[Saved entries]
________________

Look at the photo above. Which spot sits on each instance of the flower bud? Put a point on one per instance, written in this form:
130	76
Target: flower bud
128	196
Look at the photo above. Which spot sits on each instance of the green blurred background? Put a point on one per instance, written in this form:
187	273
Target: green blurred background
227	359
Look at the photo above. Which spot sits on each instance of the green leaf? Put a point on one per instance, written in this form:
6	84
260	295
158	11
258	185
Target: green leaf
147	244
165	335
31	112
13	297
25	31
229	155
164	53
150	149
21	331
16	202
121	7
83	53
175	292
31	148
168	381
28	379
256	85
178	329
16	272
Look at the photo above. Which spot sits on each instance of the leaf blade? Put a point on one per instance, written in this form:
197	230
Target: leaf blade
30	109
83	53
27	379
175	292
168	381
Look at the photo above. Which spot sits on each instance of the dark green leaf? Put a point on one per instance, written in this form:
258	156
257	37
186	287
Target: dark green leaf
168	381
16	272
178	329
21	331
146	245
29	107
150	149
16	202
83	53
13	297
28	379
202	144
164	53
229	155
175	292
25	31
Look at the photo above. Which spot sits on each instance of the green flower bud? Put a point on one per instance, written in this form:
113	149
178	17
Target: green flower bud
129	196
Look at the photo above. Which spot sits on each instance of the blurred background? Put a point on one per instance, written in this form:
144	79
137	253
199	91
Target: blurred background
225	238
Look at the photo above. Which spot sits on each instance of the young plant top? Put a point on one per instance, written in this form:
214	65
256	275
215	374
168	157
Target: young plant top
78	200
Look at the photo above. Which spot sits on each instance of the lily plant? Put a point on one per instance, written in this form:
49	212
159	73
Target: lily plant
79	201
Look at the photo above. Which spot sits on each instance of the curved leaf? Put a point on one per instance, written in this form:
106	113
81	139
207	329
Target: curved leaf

________________

Task description> Restate each line of the records above without any deviation.

Result for this task>
Look at the photo above. Which spot sits on each instance of the flower bud? Put a point on one per instance, written in this form:
130	76
Target: flower bud
128	196
Look at the photo above. Which spot sits on each instance of the green blurred background? Put a point on one per instance, written in this form:
187	273
Target: green blurred background
227	359
Look at the photo above. Which spot sits on each instance of the green leaf? Put a point on one per instance, written in this form:
6	84
260	295
158	11
258	185
Target: green leaf
147	244
165	335
31	112
13	297
25	31
229	155
164	53
150	149
21	331
16	202
121	7
83	53
175	292
31	148
168	381
28	379
256	85
178	329
16	272
Look at the photo above. Which spot sits on each instance of the leaf blade? Put a point on one per instance, written in this form:
197	230
Target: leaf blade
30	109
83	53
27	379
175	292
168	381
Look at the photo above. Which spot sits on each instance of the dark green leaf? Put a point on one per instance, written in this form:
258	156
257	37
186	287
Target: dark green leaf
168	381
16	272
178	329
21	331
146	245
29	107
150	149
16	202
83	53
13	297
28	379
202	144
164	53
229	155
175	292
25	31
Look at the photo above. Which spot sits on each instance of the green flower bud? Put a point on one per instance, written in this form:
113	149
178	17
Target: green flower bud
129	196
Look at the photo above. Which spot sits on each instance of the blurred background? Put a point on one per instance, written in this form:
144	79
137	253
199	91
Target: blurred background
225	238
Look at the photo above. Which spot sits on each instance of the young plant top? Put a point on one per instance, written in this form:
214	65
256	275
215	374
168	157
Target: young plant top
78	200
Look at the photo above. Which spot sits on each instance of the lily plant? Put a point on one per instance, written in this form:
49	212
159	73
Target: lily plant
79	201
Look at the photo above. Which spot sits on each instance of the curved leaf? Put a point on one per instance, written in this form:
106	113
81	139
207	329
Target: curved leaf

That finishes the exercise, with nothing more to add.